EXERCISE DETAILS >>
All of the records below need to be returned exactly.

*** Opening of DATA FOR THIS TASK ***

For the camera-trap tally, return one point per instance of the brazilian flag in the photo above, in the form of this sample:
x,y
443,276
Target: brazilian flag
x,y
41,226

*** Close of DATA FOR THIS TASK ***

RESULT >>
For the camera-trap tally, return one point per instance of the brazilian flag in the photo above, in the form of this sample:
x,y
443,276
Target: brazilian flag
x,y
41,226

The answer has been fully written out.